-------- Extracted information

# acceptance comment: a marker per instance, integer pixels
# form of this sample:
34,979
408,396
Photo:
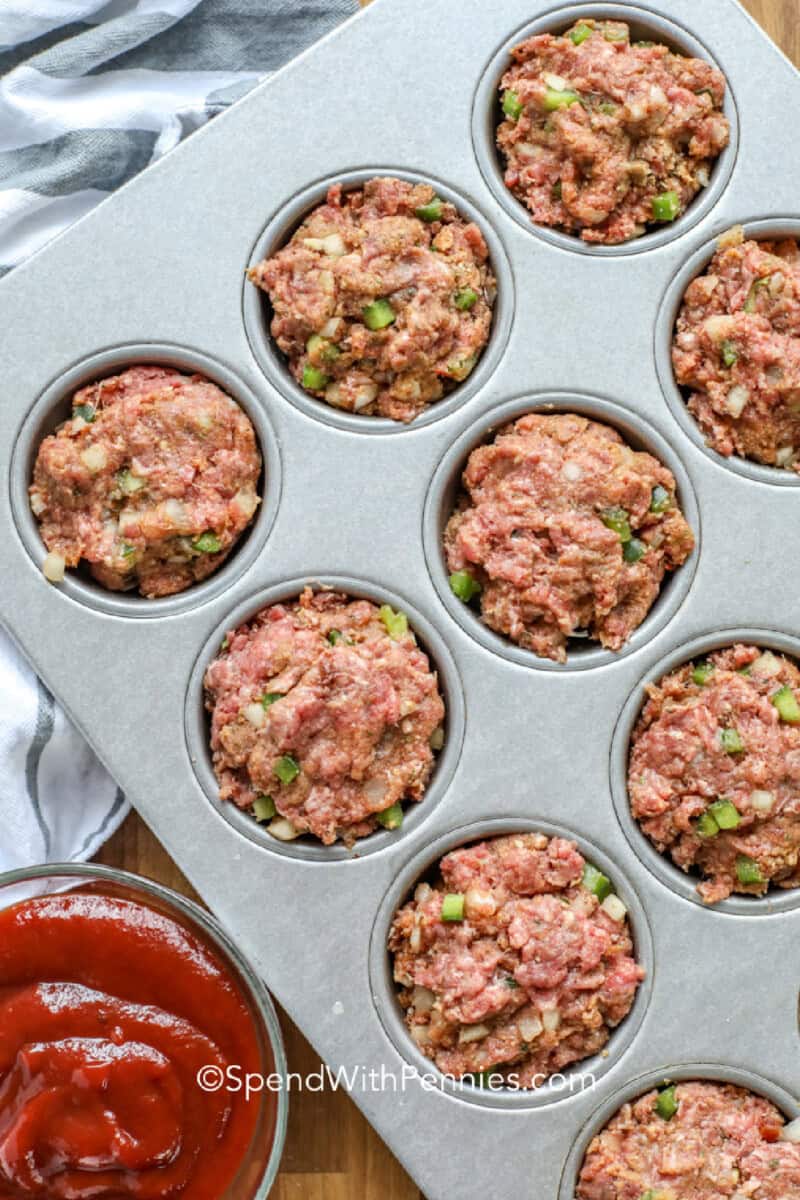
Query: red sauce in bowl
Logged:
108,1011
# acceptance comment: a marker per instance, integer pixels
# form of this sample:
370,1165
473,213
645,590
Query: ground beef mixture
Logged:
150,483
737,349
507,964
564,531
692,1141
714,773
382,300
325,717
603,137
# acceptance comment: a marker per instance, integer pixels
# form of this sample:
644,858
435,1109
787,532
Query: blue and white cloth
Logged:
91,91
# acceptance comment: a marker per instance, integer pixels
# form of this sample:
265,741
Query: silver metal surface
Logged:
161,264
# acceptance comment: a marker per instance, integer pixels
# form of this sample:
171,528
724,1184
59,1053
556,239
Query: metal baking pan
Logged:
157,273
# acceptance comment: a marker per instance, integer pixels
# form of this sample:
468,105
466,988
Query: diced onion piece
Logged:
94,459
174,513
479,903
53,567
282,829
737,400
529,1029
471,1033
332,245
364,396
422,1000
551,1019
254,714
719,328
791,1132
733,237
614,907
246,502
763,802
334,395
374,790
127,521
765,664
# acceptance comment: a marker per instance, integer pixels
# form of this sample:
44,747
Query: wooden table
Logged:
331,1152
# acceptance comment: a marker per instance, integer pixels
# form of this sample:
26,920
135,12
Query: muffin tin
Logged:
157,273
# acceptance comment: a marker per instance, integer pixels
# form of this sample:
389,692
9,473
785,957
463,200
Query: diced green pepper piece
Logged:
581,33
666,1103
465,299
618,520
391,817
378,315
702,672
726,814
705,826
729,353
555,99
747,870
732,741
666,207
264,808
395,623
286,768
314,378
512,106
461,367
660,499
633,550
429,211
596,882
786,702
464,586
208,544
452,906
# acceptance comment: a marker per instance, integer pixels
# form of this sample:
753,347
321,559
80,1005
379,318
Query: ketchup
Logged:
108,1009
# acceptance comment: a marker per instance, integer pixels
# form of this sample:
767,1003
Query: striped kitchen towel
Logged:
91,91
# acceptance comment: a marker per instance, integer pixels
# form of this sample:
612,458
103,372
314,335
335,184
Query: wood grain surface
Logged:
331,1152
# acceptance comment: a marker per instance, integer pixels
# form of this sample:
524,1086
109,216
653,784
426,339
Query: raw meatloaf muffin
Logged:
714,773
325,715
603,138
382,300
150,483
564,531
737,349
692,1141
517,960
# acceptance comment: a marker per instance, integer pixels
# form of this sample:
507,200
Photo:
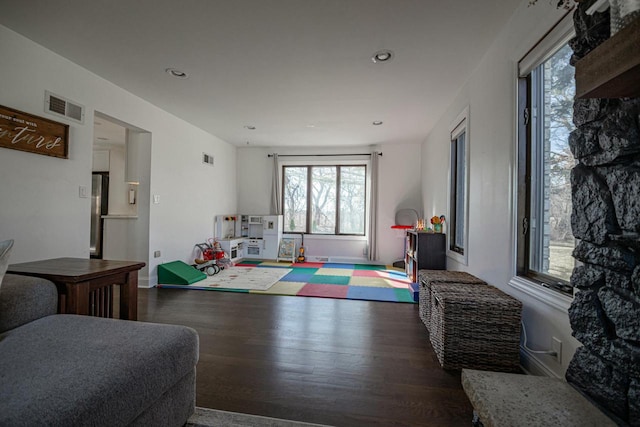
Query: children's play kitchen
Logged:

----------------

→ Work request
Leave every picture out, and transcribe the data above exactly as it reads.

→ Written reply
# acceptance comment: a marker per instance, integer pixels
# form of this sample:
34,979
408,396
Photo:
Query: red sauce in bowl
Logged:
108,1011
# acceptance comment: a marker per instance, integer pixels
# form of this sample:
370,1165
473,213
645,590
Query: ground beef mixture
Logged:
150,483
737,349
507,964
564,531
692,1141
714,773
382,300
325,717
603,137
# acceptance comment: a marker per instance, integer pixels
# form of this sample:
644,858
435,1109
787,532
Query: blue and white cloth
Logged:
91,91
# acceptance comment: a marker per instance, integer pixels
# form of this sample:
265,741
Query: silver metal surface
Logged:
161,264
# acceptance comment: a marker per instance, integer pixels
# form of this sample:
171,528
724,1184
59,1053
556,239
Query: metal baking pan
Logged:
157,273
# acceptance comment: a marker per instance, integer pixels
# form of this sample:
468,105
466,988
Query: diced onion piece
Logged:
94,459
174,513
479,903
53,567
282,829
737,400
529,1029
471,1033
332,245
364,396
422,1000
551,1019
254,714
719,328
791,1132
733,237
614,907
246,502
763,802
334,395
374,790
127,521
765,664
# acceptance comment: a marker per instance, integer pixels
# form of this sample:
44,747
Query: wooden table
Logged:
331,1152
# acceptance comment: a marker per instance, integer pixels
# form of this sample:
26,920
135,12
Query: muffin tin
Logged:
157,273
# acceptance comment: a marker per instance, integer pixels
# form of this sample:
389,692
9,473
785,957
463,200
Query: diced green pepper piece
Logged:
581,33
666,1103
465,299
618,520
391,817
378,315
702,672
726,814
705,826
729,353
555,99
747,870
732,741
666,207
264,808
395,623
286,768
314,378
512,106
461,367
660,499
633,550
429,211
596,882
786,702
464,586
208,544
452,906
# acceptance comment: a marker per instance, integer pixels
# form of this sample:
753,347
321,559
80,1005
379,318
Query: ketchup
Logged:
108,1009
# acceptance comment: a marker per instance, integer pixels
# form of this sample:
767,1003
Query: striped kitchen towel
Logged:
91,91
# acceptance comment: a marker per instance, integer pixels
# form of this sample:
612,458
103,372
314,335
335,184
Query: wood grain surface
Logged:
331,1152
# acceptance comment: a marker per instance, integer pixels
# form of this sample:
524,1086
109,216
653,784
426,339
Query: raw meatloaf muffin
Logged:
714,773
325,715
603,138
382,300
150,483
564,531
737,349
692,1141
517,960
# acceptance comment: a marker per instance, integer pixels
# form of this sample:
507,200
Photo:
Query: children's play kitchen
Logged:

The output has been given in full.